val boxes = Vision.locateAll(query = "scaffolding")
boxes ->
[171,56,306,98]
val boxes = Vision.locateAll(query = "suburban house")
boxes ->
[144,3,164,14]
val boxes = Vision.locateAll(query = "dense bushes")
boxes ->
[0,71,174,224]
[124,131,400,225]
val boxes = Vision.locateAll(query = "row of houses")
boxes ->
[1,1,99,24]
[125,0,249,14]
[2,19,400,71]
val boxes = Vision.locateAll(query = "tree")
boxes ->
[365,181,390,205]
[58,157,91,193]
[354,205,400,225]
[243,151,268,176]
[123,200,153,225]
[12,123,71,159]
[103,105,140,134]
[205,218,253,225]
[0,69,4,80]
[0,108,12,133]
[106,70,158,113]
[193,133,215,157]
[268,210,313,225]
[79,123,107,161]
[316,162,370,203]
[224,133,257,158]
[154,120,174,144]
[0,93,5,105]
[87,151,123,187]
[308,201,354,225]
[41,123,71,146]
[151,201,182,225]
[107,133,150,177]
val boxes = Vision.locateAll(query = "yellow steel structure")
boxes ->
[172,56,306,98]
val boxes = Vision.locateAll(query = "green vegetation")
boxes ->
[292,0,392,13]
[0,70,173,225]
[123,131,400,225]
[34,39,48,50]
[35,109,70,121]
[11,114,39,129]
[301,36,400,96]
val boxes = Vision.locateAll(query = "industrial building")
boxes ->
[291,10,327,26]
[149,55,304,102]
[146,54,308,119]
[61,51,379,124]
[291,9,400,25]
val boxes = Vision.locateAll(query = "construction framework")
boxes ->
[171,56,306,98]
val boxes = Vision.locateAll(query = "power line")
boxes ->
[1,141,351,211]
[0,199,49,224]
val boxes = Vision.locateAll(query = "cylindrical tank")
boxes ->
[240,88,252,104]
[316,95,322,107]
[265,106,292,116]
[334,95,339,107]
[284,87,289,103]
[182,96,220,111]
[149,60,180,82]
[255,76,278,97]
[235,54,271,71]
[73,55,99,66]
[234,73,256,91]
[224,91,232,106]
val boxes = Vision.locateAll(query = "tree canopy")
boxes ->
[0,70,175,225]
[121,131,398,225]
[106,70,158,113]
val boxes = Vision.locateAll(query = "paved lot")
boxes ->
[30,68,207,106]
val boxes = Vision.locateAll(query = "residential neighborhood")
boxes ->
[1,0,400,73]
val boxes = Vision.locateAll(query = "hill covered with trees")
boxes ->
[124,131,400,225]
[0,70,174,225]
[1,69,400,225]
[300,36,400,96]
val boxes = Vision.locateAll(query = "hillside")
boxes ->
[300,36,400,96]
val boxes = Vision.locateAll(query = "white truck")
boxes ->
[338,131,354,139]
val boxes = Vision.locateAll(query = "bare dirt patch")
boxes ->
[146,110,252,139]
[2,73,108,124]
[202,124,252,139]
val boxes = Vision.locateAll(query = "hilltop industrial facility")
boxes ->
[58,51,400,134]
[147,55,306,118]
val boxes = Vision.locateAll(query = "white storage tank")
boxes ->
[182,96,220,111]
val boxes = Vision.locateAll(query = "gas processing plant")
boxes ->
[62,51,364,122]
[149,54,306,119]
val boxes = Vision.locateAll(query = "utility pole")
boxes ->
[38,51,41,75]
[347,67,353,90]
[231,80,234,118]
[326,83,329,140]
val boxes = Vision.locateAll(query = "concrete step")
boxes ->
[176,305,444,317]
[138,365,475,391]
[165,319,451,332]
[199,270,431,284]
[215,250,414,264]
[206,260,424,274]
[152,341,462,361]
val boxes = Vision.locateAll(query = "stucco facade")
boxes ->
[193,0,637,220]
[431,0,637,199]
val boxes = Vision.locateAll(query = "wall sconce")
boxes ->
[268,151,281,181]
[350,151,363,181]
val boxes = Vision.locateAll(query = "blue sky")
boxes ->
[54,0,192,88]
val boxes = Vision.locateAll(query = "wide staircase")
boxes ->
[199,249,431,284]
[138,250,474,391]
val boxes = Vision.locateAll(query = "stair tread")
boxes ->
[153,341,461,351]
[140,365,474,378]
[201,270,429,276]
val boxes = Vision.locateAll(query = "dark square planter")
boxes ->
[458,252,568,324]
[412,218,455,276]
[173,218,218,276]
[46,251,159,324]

● ● ●

This task calls for the material above to be duplicated verbatim.

● **Answer below**:
val boxes = Vision.locateAll(query = "scaffolding")
boxes ->
[171,56,306,98]
val boxes = Vision.locateAll(query = "suburban house")
boxes ->
[144,3,164,14]
val boxes = Vision.locateAll(query = "dense bushes")
boxes ->
[0,71,174,224]
[124,131,400,225]
val boxes = Vision.locateAll(query = "row of houses")
boxes ->
[1,1,99,24]
[125,0,249,14]
[2,19,400,71]
val boxes = Vision.locateAll(query = "tree")
boxes ->
[365,181,390,205]
[58,157,91,193]
[354,205,400,225]
[243,151,268,176]
[123,200,153,225]
[12,123,71,159]
[103,105,140,134]
[205,218,253,225]
[0,69,4,80]
[0,108,12,133]
[106,70,158,113]
[193,133,215,157]
[268,210,313,225]
[79,123,107,161]
[316,162,370,203]
[224,133,257,158]
[154,120,174,144]
[0,93,5,105]
[87,151,123,187]
[308,201,354,225]
[41,123,71,146]
[151,201,182,225]
[107,133,150,177]
val boxes = Vision.locateAll(query = "yellow steel structure")
boxes ->
[172,56,306,98]
val boxes = Vision.locateAll(query = "green vegetation")
boxes ->
[292,0,392,13]
[0,70,173,225]
[123,131,400,225]
[34,39,48,50]
[35,109,70,121]
[11,114,39,129]
[301,36,400,96]
val boxes = Vision.locateAll(query = "industrial building")
boxes ->
[291,10,327,26]
[149,55,304,102]
[146,54,308,119]
[61,51,379,124]
[291,9,400,25]
val boxes = Vision.locateAll(query = "construction framework")
boxes ->
[171,56,306,98]
val boxes = Vision.locateAll(query = "power line")
boxes ->
[1,141,351,211]
[0,199,49,224]
val boxes = Vision.locateAll(query = "cylindrical tank")
boxes ->
[240,88,252,104]
[316,95,322,107]
[265,106,292,116]
[334,95,339,107]
[284,87,289,103]
[182,96,220,111]
[149,60,180,82]
[255,76,278,97]
[235,54,271,71]
[73,55,99,66]
[234,73,256,91]
[224,91,232,106]
val boxes = Vision.locateAll(query = "tree canopy")
boxes ->
[0,70,175,225]
[121,131,398,225]
[106,70,158,113]
val boxes = Vision.locateAll(query = "paved lot")
boxes ->
[30,68,207,106]
val boxes = Vision.locateAll(query = "residential neighborhood")
boxes ->
[1,0,400,73]
val boxes = Vision.locateAll(query = "hill covered with trees")
boxes ->
[124,131,400,225]
[0,70,174,225]
[1,69,400,225]
[300,36,400,96]
val boxes = Vision.locateAll(query = "hillside")
boxes ->
[300,36,400,96]
val boxes = Vision.locateAll(query = "white truck")
boxes ->
[338,131,354,139]
val boxes = Vision.locateAll(query = "bare dirt patch")
boxes ->
[146,110,252,139]
[2,73,108,124]
[202,124,252,139]
val boxes = Vision.locateAll(query = "hilltop industrial facility")
boxes ->
[58,51,400,134]
[147,55,306,118]
val boxes = Vision.locateAll(query = "white storage tank")
boxes ->
[182,96,220,111]
val boxes = Vision.locateAll(query = "gas processing plant")
boxes ->
[62,51,364,122]
[149,54,306,119]
val boxes = Vision.locateAll(query = "utility pole")
boxes ->
[38,51,41,75]
[347,67,353,90]
[231,80,234,118]
[326,83,329,140]
val boxes = Vision.locateAll(query = "concrete step")
boxes ->
[176,305,444,317]
[138,365,475,391]
[165,319,451,332]
[199,270,431,284]
[215,250,414,264]
[206,260,424,274]
[152,341,462,361]
val boxes = Vision.locateAll(query = "stucco facade")
boxes ->
[193,0,637,220]
[431,0,637,199]
val boxes = Vision.locateAll(query = "wall sconce")
boxes ->
[268,151,281,181]
[350,151,363,181]
val boxes = Vision.locateAll(query = "blue sky")
boxes ->
[54,0,192,88]
val boxes = Vision.locateAll(query = "wide staircase")
boxes ->
[199,249,431,284]
[138,250,474,391]
val boxes = Vision.locateAll(query = "stair tread")
boxes ->
[153,341,461,351]
[140,365,474,378]
[201,270,429,276]
val boxes = Vision.locateAll(query = "dark square planter")
boxes ->
[458,252,568,324]
[412,218,455,276]
[173,218,218,276]
[46,251,159,324]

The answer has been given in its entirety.